_What the task requires_: Return the full set of entries exactly. Omit none.

======

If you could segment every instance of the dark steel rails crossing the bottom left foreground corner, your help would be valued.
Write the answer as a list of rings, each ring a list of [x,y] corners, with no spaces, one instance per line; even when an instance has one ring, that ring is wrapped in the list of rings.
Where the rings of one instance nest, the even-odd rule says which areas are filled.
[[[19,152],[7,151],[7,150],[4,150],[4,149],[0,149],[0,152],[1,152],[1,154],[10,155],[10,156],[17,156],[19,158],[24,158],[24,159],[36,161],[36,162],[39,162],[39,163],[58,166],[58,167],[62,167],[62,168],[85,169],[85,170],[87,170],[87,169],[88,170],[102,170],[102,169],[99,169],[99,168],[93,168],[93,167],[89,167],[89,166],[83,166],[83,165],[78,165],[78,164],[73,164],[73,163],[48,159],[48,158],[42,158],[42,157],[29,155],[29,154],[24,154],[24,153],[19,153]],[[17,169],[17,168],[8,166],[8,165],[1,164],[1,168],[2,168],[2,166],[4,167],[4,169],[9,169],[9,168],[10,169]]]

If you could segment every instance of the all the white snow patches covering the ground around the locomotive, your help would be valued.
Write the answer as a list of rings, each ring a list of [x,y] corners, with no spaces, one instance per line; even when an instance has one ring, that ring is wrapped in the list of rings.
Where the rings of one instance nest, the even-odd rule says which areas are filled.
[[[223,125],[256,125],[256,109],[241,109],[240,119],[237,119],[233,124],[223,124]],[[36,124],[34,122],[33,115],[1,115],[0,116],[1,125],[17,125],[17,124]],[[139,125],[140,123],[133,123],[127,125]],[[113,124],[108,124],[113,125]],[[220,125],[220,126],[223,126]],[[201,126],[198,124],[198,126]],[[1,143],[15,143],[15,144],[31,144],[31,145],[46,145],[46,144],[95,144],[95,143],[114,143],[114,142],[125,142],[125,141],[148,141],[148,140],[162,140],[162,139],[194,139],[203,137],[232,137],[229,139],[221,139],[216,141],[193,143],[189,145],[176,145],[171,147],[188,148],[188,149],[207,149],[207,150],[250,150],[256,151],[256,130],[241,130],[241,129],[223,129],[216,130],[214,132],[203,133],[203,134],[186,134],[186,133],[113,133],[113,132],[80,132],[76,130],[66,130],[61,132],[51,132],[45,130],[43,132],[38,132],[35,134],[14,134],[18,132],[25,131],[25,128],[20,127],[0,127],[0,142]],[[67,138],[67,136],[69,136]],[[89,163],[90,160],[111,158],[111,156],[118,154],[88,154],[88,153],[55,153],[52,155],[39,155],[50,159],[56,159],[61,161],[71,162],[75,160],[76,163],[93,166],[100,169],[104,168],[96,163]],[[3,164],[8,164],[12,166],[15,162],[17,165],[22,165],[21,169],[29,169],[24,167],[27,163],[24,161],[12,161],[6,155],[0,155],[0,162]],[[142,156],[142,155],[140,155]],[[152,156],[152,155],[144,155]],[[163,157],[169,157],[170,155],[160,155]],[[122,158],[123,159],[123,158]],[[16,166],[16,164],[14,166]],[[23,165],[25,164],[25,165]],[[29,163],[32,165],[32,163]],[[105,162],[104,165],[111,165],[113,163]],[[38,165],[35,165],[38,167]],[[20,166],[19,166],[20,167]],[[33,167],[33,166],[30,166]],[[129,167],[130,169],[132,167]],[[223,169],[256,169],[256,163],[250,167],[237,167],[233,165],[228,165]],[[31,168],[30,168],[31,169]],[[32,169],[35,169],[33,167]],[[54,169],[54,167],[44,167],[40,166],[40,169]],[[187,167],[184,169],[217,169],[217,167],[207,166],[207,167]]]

======

_Exercise response_:
If you could segment every instance of the dark steel rails crossing the bottom left foreground corner, your help would be valued.
Write the answer as a list of rings, each ring a list of [x,y] corners, with no spaces, one instance per line; even when an instance has one ring, that ring is wrapped in the list of rings.
Where the rings of one instance nest, the even-odd rule says which areas are filled.
[[[19,152],[7,151],[7,150],[4,150],[4,149],[0,149],[0,152],[1,152],[1,154],[10,155],[10,156],[17,156],[19,158],[24,158],[24,159],[36,161],[36,162],[39,162],[39,163],[58,166],[58,167],[62,167],[62,168],[85,169],[85,170],[87,170],[87,169],[88,170],[102,170],[102,169],[99,169],[99,168],[93,168],[93,167],[89,167],[89,166],[83,166],[83,165],[78,165],[78,164],[73,164],[73,163],[48,159],[48,158],[42,158],[42,157],[29,155],[29,154],[24,154],[24,153],[19,153]],[[17,169],[17,168],[8,166],[8,165],[1,164],[1,168],[2,168],[2,166],[4,167],[4,169],[9,169],[9,168],[10,169]]]

If you could segment every instance of the all the white snow patches covering the ground around the locomotive, your help would be valued.
Write the answer as a list of rings, each ring a list of [x,y] corners, with no spaces, one instance per line; even when an instance has one ring, that ring is wrapped in the list of rings.
Where the rings of one instance nest, the even-odd rule says which areas are filled.
[[[223,125],[256,125],[256,109],[241,109],[240,119],[237,119],[233,124],[223,124]],[[36,124],[34,122],[33,115],[1,115],[0,116],[1,125],[17,125],[17,124]],[[139,125],[140,123],[133,123],[127,125]],[[113,124],[108,124],[113,125]],[[220,125],[220,126],[223,126]],[[201,126],[198,124],[198,126]],[[1,143],[15,143],[15,144],[31,144],[31,145],[46,145],[46,144],[95,144],[95,143],[114,143],[114,142],[125,142],[125,141],[148,141],[148,140],[162,140],[162,139],[194,139],[203,137],[232,137],[229,139],[221,139],[216,141],[193,143],[189,145],[176,145],[171,147],[188,148],[188,149],[207,149],[207,150],[250,150],[256,151],[256,130],[241,130],[241,129],[223,129],[216,130],[214,132],[203,133],[203,134],[186,134],[186,133],[113,133],[113,132],[80,132],[76,130],[66,130],[61,132],[51,132],[45,130],[43,132],[38,132],[35,134],[14,134],[18,132],[25,131],[25,128],[20,127],[0,127],[0,142]],[[67,138],[67,136],[69,136]],[[89,163],[90,160],[111,158],[111,156],[118,154],[88,154],[88,153],[55,153],[52,155],[39,155],[50,159],[56,159],[61,161],[71,162],[75,160],[76,163],[93,166],[100,169],[104,168],[96,163]],[[3,164],[8,164],[12,166],[15,162],[17,165],[22,165],[21,169],[29,169],[24,167],[27,163],[24,161],[12,161],[6,155],[0,155],[0,162]],[[142,156],[142,155],[140,155]],[[152,156],[152,155],[144,155]],[[163,157],[169,157],[170,155],[160,155]],[[122,158],[123,159],[123,158]],[[16,166],[16,164],[14,166]],[[23,165],[25,164],[25,165]],[[29,163],[32,165],[32,163]],[[105,162],[104,165],[111,165],[113,163]],[[38,165],[35,165],[38,167]],[[20,166],[19,166],[20,167]],[[33,167],[33,166],[30,166]],[[129,167],[130,169],[132,167]],[[223,169],[256,169],[256,163],[250,167],[237,167],[233,165],[228,165]],[[31,168],[30,168],[31,169]],[[32,169],[35,169],[33,167]],[[54,169],[54,167],[44,167],[40,166],[40,169]],[[187,167],[184,169],[217,169],[217,167],[207,166],[207,167]]]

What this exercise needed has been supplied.